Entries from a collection

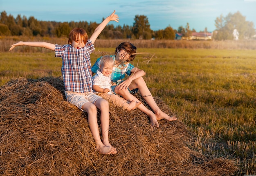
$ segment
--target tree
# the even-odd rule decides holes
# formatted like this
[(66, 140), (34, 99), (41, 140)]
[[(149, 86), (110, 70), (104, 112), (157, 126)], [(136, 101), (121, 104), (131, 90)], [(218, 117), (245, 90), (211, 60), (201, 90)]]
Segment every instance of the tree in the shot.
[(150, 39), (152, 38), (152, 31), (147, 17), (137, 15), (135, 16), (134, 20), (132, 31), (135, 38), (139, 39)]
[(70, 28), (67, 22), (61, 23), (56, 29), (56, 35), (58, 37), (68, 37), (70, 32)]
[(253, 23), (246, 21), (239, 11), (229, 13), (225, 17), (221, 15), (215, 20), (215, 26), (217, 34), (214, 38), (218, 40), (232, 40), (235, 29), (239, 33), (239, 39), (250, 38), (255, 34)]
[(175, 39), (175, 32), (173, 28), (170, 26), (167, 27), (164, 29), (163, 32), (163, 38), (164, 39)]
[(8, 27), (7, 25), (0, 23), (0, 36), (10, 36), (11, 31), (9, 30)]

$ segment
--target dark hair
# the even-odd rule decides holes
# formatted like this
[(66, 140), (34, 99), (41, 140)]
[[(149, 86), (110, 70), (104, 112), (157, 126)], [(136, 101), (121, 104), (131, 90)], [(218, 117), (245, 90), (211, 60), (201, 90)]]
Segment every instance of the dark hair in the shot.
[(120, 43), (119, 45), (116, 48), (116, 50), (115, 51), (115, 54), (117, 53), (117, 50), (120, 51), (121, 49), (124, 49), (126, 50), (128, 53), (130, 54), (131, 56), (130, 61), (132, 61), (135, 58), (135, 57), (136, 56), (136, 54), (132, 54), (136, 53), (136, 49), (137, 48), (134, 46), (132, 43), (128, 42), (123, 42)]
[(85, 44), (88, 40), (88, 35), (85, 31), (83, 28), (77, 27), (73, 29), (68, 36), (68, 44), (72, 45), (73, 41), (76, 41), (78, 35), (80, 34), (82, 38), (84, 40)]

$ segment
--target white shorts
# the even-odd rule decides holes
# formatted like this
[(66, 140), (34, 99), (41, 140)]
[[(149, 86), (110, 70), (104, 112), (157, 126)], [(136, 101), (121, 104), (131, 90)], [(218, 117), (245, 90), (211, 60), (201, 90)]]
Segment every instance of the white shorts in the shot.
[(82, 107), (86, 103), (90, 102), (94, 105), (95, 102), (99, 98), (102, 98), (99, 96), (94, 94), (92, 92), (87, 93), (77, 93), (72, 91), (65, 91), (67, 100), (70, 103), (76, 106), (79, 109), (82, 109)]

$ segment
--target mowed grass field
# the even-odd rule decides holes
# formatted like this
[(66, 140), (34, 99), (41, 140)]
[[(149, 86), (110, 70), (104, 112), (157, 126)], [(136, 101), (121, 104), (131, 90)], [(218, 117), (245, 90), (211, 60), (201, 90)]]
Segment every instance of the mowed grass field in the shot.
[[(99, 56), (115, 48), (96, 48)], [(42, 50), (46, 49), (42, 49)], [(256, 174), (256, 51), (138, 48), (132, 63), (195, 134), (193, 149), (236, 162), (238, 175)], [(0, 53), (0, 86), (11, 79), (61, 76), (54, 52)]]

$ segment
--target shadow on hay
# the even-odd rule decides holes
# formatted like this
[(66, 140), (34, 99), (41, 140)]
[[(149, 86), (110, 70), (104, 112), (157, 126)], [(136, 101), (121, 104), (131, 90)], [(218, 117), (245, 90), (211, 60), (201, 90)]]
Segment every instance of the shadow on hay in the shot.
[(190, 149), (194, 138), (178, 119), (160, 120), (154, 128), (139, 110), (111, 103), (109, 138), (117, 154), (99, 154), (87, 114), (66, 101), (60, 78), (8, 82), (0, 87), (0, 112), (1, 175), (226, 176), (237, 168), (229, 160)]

* _Set task_:
Rewrite all of the data above, swapping "shot" for "photo" everywhere and leaving everything else unchanged. Leave the pictures out of your answer.

* _Task response_:
$ segment
--target tree
# the even-odd rule decides holes
# formatted like this
[(66, 140), (34, 99), (41, 140)]
[[(149, 86), (110, 70), (104, 112), (157, 126)], [(136, 101), (121, 104), (131, 90)], [(218, 117), (245, 90), (211, 60), (201, 90)]]
Segment every instance of the tree in the photo.
[(150, 39), (152, 38), (152, 31), (147, 17), (137, 15), (135, 16), (134, 20), (132, 31), (135, 38), (139, 39)]
[(70, 28), (67, 22), (61, 23), (56, 29), (56, 35), (58, 37), (68, 37), (70, 32)]
[(253, 23), (246, 21), (239, 11), (229, 13), (225, 17), (221, 15), (215, 20), (215, 26), (217, 34), (214, 38), (218, 40), (232, 40), (235, 29), (239, 33), (239, 39), (250, 38), (255, 34)]
[(175, 39), (175, 32), (173, 28), (170, 26), (167, 27), (164, 29), (163, 32), (163, 38), (164, 39)]
[(8, 27), (7, 25), (0, 23), (0, 36), (10, 36), (11, 31), (9, 30)]

$ segment
--target dark hair
# the even-odd rule decides holes
# formatted like this
[(66, 140), (34, 99), (41, 140)]
[[(149, 86), (110, 70), (104, 112), (157, 126)], [(136, 101), (121, 104), (131, 90)], [(218, 117), (245, 90), (211, 60), (201, 90)]]
Segment every instance of the dark hair in the photo.
[(120, 43), (119, 45), (116, 48), (116, 50), (115, 51), (115, 54), (117, 53), (117, 50), (120, 51), (121, 49), (124, 49), (126, 50), (128, 53), (130, 54), (131, 56), (130, 61), (132, 61), (135, 58), (135, 57), (136, 56), (136, 54), (132, 54), (136, 53), (136, 49), (137, 48), (134, 46), (132, 43), (128, 42), (123, 42)]
[(85, 44), (88, 40), (88, 35), (85, 31), (83, 28), (77, 27), (73, 29), (68, 36), (68, 44), (72, 45), (73, 41), (76, 41), (78, 35), (80, 34), (82, 38), (84, 40)]

$ segment
--target white shorts
# the even-odd rule decides holes
# formatted like this
[(66, 140), (34, 99), (41, 140)]
[[(149, 86), (110, 70), (104, 112), (157, 126)], [(136, 101), (121, 104), (131, 90)], [(218, 117), (245, 90), (211, 60), (201, 90)]]
Segment every instance of the white shorts in the photo.
[(82, 107), (86, 103), (90, 102), (94, 105), (95, 102), (99, 98), (102, 98), (99, 96), (94, 94), (92, 92), (87, 93), (77, 93), (72, 91), (65, 91), (67, 100), (70, 103), (76, 106), (79, 109), (82, 109)]

$ segment
--target mowed grass field
# the even-odd rule decides holes
# formatted like this
[(66, 140), (34, 99), (41, 140)]
[[(149, 86), (110, 70), (104, 112), (157, 126)], [(136, 101), (121, 104), (131, 90)], [(218, 117), (245, 90), (211, 60), (201, 90)]]
Segment every instance of the mowed grass field in the photo.
[[(99, 56), (115, 48), (96, 48)], [(42, 50), (46, 49), (42, 49)], [(256, 174), (256, 51), (138, 48), (132, 63), (195, 134), (193, 149), (236, 162), (238, 175)], [(0, 53), (0, 86), (11, 79), (61, 76), (54, 52)]]

$ segment
--target shadow on hay
# the even-odd rule decides holes
# formatted like this
[(66, 140), (34, 99), (41, 140)]
[[(149, 86), (110, 70), (104, 112), (157, 126)], [(136, 101), (121, 104), (131, 90)], [(218, 117), (245, 90), (211, 60), (201, 90)]]
Segment every instance of the shadow on hay in the photo.
[(190, 149), (194, 138), (178, 119), (160, 120), (154, 128), (139, 110), (111, 103), (109, 138), (117, 154), (99, 154), (87, 114), (66, 101), (60, 78), (8, 82), (0, 87), (0, 112), (1, 175), (226, 176), (237, 168), (229, 160)]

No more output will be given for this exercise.